§ TEXT EXCERPT
=-=-=

The workers probably died from exposure to methyl mercaptan while responding to a valve leak around 4 AM on Nov. 15, DuPont said in a statement. The community around the plant was not at risk, the company adds.
“Our goal in investigating this accident is to determine the root cause and make recommendations to prevent any similar accidents throughout the industry,” CSB Chairman Rafael Moure-Eraso says.
Methyl mercaptan is a colorless gas that can be easily ignited, according to the Agency for Toxic Substances & Disease Registry. It is toxic and can cause headaches, dizziness, nausea, vomiting, coma, or death.
The DuPont facility, located east of Houston, uses methyl mercaptan to manufacture insecticides and fungicides, according to CSB. However, the chemical is more widely known as the additive in natural gas that gives it a distinctive rotten cabbage smell.
Methyl mercaptan was responsible for a deadly 2001 accident at an Atofina plant in Michigan. In that incident, workers died when the chemical ignited while a railcar was being unloaded, causing an explosion. The accident killed three, injured several others, and resulted in the evacuation of 2,000 local residents.
Dupont’s La Porte facility appears to have been fined previously for safety violations by the Texas Commission on Environmental Quality, according to reports from the state’s news organizations.
CSB has conducted four previous investigations into DuPont facilities, all in 2010. One of those accidents killed a worker in Belle, W.Va., and in another, a worker died in Buffalo.
In the statement, DuPont officials say they are working with local, state, and federal officials as they investigate the incident. The company says it is conducting its own “top-to-bottom review.”

=-=-=

§ RECORDS
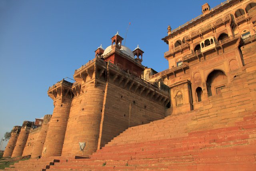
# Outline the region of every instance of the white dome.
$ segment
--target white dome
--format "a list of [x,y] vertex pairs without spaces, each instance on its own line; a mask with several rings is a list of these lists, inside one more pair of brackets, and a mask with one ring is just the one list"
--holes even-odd
[[[111,46],[110,45],[106,48],[104,51],[103,54],[102,54],[102,56],[104,56],[108,53],[111,52],[111,50],[112,50],[112,49],[111,48]],[[133,54],[133,53],[132,53],[132,52],[130,49],[127,47],[124,46],[124,45],[122,45],[120,50],[121,52],[130,56],[130,57],[132,58],[132,59],[134,58],[134,56]]]

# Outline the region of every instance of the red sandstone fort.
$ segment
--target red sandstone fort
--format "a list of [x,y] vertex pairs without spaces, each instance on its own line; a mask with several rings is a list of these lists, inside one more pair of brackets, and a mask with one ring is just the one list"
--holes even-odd
[[256,1],[202,9],[168,27],[168,69],[118,32],[50,87],[52,115],[14,126],[4,154],[31,159],[6,169],[256,170]]

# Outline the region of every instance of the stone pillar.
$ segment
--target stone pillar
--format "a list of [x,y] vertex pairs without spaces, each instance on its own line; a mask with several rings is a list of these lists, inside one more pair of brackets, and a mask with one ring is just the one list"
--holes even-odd
[[49,122],[52,117],[52,115],[46,115],[44,117],[44,121],[42,125],[40,133],[37,137],[36,143],[32,151],[31,158],[36,158],[42,155],[46,134],[49,128]]
[[42,157],[61,155],[72,97],[72,85],[63,80],[49,89],[48,95],[53,100],[54,108],[49,123]]
[[[74,98],[62,156],[82,156],[97,150],[105,87],[103,84],[95,86],[88,83],[84,93]],[[85,143],[83,150],[79,142]]]
[[13,150],[12,157],[21,156],[23,150],[27,142],[27,140],[30,128],[34,125],[34,122],[25,121],[23,122],[22,127],[20,129],[20,135],[18,137],[16,145]]
[[3,157],[6,157],[12,156],[13,149],[16,144],[17,139],[20,134],[21,127],[20,126],[14,126],[12,130],[11,137],[8,141],[8,143],[4,150]]

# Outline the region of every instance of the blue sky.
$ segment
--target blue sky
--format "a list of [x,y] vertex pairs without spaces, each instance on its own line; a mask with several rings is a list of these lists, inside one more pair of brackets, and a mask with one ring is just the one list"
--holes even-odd
[[[0,139],[24,120],[51,114],[49,87],[106,48],[117,31],[126,46],[138,44],[142,64],[167,69],[161,39],[223,1],[0,0]],[[5,142],[1,149],[7,144]]]

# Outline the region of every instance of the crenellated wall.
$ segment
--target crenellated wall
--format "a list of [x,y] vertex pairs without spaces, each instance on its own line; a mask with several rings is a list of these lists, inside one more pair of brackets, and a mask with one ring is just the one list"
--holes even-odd
[[61,155],[71,105],[72,85],[63,80],[49,88],[48,94],[54,100],[54,108],[49,123],[42,157]]
[[22,156],[30,129],[33,126],[34,123],[34,122],[27,121],[23,122],[23,124],[20,129],[20,135],[18,137],[15,147],[12,155],[12,157]]
[[27,142],[25,145],[22,156],[31,155],[34,146],[37,143],[37,137],[41,132],[41,127],[34,129],[31,129],[28,137]]
[[40,127],[40,132],[36,139],[36,143],[31,152],[31,158],[35,158],[42,155],[42,153],[45,141],[46,134],[49,128],[49,122],[52,117],[52,115],[46,115],[44,117],[44,121]]
[[[105,85],[84,85],[84,93],[72,101],[62,155],[92,154],[97,149]],[[79,142],[84,142],[80,150]]]
[[9,157],[12,156],[13,150],[17,142],[17,140],[20,134],[21,127],[20,126],[14,126],[12,130],[11,137],[10,137],[7,145],[5,148],[4,152],[3,155],[3,157]]

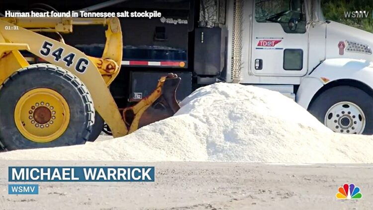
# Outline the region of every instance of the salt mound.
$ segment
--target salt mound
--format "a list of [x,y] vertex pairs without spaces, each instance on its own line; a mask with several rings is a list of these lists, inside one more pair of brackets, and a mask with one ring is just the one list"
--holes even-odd
[[117,139],[0,154],[0,159],[372,163],[373,138],[334,133],[279,93],[217,83],[175,116]]

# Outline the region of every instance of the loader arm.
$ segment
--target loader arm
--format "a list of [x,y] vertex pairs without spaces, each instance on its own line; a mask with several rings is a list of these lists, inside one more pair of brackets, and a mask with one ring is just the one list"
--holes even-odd
[[[70,33],[73,25],[92,24],[108,26],[102,58],[87,56],[73,47],[35,32]],[[89,89],[94,108],[110,127],[113,136],[124,136],[128,131],[107,88],[119,73],[122,40],[117,18],[0,18],[0,83],[28,65],[19,51],[27,50],[78,77]]]

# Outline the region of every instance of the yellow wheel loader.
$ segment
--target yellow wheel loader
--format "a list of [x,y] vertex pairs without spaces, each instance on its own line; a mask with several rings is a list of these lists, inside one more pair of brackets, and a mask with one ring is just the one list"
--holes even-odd
[[[45,36],[97,24],[107,27],[102,57]],[[180,108],[175,91],[181,79],[172,74],[134,106],[118,109],[108,87],[119,73],[122,45],[117,18],[0,18],[0,147],[82,144],[100,132],[95,118],[102,117],[118,137],[173,115]],[[24,52],[46,63],[30,65]]]

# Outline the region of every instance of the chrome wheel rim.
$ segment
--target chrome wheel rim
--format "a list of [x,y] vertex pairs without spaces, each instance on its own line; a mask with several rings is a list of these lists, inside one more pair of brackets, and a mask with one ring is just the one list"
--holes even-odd
[[337,133],[361,134],[366,121],[365,115],[360,107],[352,102],[342,102],[328,110],[324,124]]

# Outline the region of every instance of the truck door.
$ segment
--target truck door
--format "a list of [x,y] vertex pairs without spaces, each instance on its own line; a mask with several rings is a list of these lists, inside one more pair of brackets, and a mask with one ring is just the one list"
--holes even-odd
[[255,0],[251,70],[260,76],[302,76],[308,34],[304,0]]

=-=-=

§ PROBLEM DESCRIPTION
According to the DuPont leak text, what does the DuPont facility east of Houston use methyl mercaptan to manufacture? The records were taken from a different source than the text.

§ YOUR SOLUTION
Insecticides and fungicides.